▶ _Task statement_: Could you write out the lines below exactly, beginning with the first and finishing with the one that contains "the black helmet"?

▶ _Dataset records_:
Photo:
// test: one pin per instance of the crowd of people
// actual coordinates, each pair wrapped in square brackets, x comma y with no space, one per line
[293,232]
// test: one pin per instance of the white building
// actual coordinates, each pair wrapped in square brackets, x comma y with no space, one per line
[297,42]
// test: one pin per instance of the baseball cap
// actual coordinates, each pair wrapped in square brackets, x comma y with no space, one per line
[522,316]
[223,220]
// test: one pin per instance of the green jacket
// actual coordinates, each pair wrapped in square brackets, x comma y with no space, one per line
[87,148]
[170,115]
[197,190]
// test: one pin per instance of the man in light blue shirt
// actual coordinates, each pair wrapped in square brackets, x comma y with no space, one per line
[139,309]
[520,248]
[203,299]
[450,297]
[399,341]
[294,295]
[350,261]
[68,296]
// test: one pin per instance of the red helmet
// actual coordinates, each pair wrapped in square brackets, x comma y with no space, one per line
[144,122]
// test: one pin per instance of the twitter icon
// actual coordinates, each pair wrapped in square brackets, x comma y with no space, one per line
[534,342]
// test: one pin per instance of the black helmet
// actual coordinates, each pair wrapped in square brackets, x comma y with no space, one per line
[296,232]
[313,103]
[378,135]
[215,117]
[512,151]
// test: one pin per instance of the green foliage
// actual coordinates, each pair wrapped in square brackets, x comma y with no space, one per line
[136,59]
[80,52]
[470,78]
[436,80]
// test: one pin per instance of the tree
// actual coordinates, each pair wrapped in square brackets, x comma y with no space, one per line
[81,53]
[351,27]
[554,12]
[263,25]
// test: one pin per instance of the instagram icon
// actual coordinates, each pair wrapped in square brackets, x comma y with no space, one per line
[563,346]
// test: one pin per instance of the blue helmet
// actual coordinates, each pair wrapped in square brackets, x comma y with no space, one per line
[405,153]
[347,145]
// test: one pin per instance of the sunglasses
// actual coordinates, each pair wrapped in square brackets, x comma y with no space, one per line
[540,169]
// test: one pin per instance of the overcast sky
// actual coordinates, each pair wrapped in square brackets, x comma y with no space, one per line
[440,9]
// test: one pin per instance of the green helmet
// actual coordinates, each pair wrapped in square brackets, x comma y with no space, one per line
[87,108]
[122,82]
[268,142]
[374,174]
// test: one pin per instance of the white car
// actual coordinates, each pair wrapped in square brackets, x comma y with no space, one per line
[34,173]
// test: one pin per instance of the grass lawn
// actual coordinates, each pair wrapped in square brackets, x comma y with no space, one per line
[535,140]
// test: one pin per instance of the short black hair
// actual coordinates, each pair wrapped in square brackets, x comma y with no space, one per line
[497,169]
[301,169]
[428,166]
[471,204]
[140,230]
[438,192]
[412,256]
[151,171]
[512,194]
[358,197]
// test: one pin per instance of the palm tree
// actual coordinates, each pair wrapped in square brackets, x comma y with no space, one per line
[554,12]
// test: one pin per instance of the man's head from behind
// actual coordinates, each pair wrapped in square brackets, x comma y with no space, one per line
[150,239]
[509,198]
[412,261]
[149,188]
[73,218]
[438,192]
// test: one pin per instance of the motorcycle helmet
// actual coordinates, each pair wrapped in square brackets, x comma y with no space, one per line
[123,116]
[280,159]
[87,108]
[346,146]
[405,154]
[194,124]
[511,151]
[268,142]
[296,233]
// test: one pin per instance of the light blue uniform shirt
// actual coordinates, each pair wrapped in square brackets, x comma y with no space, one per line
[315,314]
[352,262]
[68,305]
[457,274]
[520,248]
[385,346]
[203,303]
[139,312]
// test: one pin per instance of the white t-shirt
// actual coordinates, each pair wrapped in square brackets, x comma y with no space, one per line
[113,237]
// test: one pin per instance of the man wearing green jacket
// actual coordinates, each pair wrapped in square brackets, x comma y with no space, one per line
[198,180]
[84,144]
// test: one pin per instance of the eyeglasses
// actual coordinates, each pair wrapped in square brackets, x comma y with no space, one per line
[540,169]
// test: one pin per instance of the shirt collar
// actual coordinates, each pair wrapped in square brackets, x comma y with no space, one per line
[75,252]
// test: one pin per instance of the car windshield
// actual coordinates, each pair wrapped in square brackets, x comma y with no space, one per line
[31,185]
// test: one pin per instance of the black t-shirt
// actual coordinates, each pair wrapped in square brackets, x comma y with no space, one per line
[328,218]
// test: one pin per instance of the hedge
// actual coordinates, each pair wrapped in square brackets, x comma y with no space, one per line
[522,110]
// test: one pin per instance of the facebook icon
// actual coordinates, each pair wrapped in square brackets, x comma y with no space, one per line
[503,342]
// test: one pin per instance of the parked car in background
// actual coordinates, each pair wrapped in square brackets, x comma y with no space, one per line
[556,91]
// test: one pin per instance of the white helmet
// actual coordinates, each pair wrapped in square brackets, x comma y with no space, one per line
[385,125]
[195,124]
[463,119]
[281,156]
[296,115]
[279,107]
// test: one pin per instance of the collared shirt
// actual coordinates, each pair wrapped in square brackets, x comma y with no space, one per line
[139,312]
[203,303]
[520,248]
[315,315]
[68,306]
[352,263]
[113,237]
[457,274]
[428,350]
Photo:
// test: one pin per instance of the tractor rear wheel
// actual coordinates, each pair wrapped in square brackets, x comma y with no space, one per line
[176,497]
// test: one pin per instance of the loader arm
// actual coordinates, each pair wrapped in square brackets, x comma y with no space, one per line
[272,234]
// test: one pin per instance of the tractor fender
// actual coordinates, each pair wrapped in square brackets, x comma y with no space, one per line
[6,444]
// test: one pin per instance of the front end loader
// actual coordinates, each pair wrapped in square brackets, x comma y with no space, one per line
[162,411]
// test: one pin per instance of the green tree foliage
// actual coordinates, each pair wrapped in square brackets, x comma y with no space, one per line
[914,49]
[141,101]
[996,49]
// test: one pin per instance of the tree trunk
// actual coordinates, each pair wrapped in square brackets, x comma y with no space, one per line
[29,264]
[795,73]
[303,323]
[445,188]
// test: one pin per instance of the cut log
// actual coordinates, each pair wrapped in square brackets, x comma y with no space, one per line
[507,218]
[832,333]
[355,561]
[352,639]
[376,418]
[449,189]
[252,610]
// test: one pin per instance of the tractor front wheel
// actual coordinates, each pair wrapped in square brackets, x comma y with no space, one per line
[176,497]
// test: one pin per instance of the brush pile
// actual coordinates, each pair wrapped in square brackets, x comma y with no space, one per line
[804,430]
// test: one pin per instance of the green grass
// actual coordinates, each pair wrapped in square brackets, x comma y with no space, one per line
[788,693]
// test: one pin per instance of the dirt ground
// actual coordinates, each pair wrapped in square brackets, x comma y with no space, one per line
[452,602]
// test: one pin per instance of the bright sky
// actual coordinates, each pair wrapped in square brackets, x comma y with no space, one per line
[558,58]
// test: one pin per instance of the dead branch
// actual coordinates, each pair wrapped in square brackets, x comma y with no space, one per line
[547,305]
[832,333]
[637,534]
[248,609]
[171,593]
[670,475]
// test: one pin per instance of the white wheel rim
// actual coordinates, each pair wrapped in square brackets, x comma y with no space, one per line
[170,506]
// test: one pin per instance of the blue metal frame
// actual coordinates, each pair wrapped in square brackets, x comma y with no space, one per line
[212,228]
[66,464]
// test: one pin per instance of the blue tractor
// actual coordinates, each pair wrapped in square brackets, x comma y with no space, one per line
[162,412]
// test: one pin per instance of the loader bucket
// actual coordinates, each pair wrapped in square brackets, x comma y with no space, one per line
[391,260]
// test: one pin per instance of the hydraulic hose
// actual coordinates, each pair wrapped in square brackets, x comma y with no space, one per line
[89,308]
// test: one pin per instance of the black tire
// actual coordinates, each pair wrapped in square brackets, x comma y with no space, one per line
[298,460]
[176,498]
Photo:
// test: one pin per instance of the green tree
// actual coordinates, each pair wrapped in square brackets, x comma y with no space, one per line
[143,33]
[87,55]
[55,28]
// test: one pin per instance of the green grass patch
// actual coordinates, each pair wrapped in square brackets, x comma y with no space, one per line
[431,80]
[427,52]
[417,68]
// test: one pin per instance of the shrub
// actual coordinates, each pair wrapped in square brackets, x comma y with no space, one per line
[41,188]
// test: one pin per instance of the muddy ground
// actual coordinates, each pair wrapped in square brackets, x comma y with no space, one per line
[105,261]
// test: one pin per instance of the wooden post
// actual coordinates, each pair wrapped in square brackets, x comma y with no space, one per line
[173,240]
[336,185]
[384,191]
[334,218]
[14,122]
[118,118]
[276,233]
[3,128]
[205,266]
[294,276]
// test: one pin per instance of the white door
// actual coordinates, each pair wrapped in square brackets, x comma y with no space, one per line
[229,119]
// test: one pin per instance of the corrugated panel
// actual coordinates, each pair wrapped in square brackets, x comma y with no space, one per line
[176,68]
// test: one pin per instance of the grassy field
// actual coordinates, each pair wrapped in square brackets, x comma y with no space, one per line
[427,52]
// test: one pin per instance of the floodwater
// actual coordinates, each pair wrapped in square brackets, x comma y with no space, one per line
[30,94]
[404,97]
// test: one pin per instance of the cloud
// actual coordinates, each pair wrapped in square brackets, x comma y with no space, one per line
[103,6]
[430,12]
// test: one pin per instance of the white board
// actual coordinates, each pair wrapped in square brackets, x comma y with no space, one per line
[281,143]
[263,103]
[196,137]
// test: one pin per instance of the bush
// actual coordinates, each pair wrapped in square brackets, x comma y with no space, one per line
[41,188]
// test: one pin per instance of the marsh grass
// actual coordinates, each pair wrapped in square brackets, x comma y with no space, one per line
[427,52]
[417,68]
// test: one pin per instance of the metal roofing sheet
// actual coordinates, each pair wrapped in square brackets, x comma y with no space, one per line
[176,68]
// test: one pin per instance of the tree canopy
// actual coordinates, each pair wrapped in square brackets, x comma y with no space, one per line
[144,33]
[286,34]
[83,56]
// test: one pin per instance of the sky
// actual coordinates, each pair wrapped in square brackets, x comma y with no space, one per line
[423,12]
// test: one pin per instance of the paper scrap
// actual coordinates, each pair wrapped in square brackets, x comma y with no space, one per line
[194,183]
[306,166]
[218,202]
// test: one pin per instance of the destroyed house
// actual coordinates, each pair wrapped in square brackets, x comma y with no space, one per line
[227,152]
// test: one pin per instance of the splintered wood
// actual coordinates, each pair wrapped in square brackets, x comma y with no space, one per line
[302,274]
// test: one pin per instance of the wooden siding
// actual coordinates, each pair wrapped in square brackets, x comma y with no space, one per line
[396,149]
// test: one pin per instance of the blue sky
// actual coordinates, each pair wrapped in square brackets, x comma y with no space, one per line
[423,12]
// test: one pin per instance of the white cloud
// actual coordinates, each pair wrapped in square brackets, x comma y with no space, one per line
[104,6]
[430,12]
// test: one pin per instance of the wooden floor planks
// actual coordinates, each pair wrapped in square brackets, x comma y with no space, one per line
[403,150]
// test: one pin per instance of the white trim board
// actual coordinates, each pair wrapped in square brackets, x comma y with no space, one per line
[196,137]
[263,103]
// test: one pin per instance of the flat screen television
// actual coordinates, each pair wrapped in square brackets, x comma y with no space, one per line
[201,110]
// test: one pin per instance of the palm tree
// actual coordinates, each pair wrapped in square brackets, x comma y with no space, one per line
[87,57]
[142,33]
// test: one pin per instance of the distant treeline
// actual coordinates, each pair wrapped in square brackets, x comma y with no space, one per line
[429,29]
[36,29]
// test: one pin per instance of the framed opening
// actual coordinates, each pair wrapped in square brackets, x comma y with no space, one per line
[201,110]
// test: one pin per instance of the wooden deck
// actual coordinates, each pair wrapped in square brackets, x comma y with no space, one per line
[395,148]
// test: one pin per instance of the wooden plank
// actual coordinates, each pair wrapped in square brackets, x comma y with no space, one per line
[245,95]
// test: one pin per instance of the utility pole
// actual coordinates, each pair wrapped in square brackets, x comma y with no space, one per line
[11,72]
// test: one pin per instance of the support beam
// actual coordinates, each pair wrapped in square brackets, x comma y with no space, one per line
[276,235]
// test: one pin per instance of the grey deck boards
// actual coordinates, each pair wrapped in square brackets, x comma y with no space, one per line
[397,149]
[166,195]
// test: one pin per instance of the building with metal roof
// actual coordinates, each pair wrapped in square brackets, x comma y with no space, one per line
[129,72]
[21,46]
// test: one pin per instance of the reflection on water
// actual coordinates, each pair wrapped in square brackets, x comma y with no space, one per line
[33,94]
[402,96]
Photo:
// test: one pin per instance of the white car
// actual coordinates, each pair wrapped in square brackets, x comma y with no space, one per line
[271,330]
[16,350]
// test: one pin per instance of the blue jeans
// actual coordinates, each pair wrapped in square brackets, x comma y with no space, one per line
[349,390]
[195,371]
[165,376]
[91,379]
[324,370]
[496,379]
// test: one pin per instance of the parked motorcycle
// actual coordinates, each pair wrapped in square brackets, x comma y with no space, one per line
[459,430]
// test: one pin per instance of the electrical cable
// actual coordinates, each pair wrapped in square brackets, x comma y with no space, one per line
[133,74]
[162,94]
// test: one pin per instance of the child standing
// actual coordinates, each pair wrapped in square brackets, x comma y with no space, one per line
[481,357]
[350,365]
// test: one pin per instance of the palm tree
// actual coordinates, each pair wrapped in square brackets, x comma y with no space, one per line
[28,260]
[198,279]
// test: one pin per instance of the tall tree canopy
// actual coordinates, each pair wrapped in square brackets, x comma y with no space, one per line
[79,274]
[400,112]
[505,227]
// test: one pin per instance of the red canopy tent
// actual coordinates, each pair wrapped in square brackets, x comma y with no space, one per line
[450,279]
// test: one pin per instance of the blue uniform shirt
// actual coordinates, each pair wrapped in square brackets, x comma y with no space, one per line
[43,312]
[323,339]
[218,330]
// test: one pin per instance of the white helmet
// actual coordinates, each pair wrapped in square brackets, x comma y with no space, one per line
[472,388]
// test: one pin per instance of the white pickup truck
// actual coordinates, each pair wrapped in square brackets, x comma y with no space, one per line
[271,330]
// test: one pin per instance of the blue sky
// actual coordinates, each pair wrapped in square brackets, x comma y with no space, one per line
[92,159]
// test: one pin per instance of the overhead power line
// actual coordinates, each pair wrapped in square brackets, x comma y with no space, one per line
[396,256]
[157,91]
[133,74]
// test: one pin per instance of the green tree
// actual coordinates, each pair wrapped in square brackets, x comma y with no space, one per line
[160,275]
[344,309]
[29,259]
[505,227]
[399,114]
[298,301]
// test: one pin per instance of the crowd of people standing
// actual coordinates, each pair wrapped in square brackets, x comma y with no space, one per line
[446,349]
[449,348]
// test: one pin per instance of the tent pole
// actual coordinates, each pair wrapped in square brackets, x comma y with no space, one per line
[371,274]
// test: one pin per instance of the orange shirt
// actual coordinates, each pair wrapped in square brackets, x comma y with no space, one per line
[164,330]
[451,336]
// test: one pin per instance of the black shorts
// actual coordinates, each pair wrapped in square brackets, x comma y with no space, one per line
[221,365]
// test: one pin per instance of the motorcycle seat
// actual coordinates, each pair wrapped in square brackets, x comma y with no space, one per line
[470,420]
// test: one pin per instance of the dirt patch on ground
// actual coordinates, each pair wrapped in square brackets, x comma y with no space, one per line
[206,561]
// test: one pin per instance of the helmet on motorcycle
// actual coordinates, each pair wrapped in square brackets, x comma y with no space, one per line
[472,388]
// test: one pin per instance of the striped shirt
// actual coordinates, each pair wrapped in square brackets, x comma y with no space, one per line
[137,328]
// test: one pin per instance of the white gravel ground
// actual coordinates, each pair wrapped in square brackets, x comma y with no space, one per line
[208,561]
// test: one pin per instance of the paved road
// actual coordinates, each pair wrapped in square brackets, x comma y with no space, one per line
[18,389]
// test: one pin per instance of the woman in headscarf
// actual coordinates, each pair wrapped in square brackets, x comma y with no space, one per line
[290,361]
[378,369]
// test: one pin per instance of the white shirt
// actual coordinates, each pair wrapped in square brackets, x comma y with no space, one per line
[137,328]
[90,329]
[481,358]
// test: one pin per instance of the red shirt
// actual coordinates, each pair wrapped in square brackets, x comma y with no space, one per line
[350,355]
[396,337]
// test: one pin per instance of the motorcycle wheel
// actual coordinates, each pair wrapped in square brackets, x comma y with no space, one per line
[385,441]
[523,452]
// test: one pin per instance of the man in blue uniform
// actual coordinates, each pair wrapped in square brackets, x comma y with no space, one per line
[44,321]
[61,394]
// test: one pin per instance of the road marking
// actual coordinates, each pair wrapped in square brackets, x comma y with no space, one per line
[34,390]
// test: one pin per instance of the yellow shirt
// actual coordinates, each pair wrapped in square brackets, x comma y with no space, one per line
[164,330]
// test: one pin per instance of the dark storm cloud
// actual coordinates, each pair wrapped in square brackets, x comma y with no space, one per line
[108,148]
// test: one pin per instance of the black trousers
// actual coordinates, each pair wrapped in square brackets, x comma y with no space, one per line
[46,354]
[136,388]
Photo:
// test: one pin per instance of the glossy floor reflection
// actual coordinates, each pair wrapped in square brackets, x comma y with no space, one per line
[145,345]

▶ _Reply_:
Photo:
// test: one pin per instance of the crowd of people
// actual coordinates, each pair wrapped in square brackets, x comma y with no space, one per line
[293,232]
// test: one pin per instance of the white building
// actual coordinates, each pair wrapped in square brackets, x comma y with no space, one per line
[297,42]
// test: one pin per instance of the baseball cap
// actual coordinates, each pair wrapped in square brackets, x comma y with no space, one per line
[522,316]
[223,220]
// test: one pin per instance of the green jacket
// actual coordinates, each pair wrapped in square brackets, x comma y with no space, one per line
[87,148]
[170,115]
[197,190]
// test: one pin per instance of the man in light blue shirt
// actual coordinates, each pair wrapped in square brackets, x comma y with no space, one per line
[139,309]
[520,248]
[203,299]
[450,297]
[399,341]
[294,295]
[350,261]
[68,296]
// test: one pin per instance of the red helmet
// actual coordinates, each pair wrapped in square brackets, x comma y with no space, one per line
[144,122]
// test: one pin per instance of the twitter icon
// actual coordinates, each pair wrapped in square brackets, x comma y with no space, one per line
[534,342]
// test: one pin per instance of the black helmet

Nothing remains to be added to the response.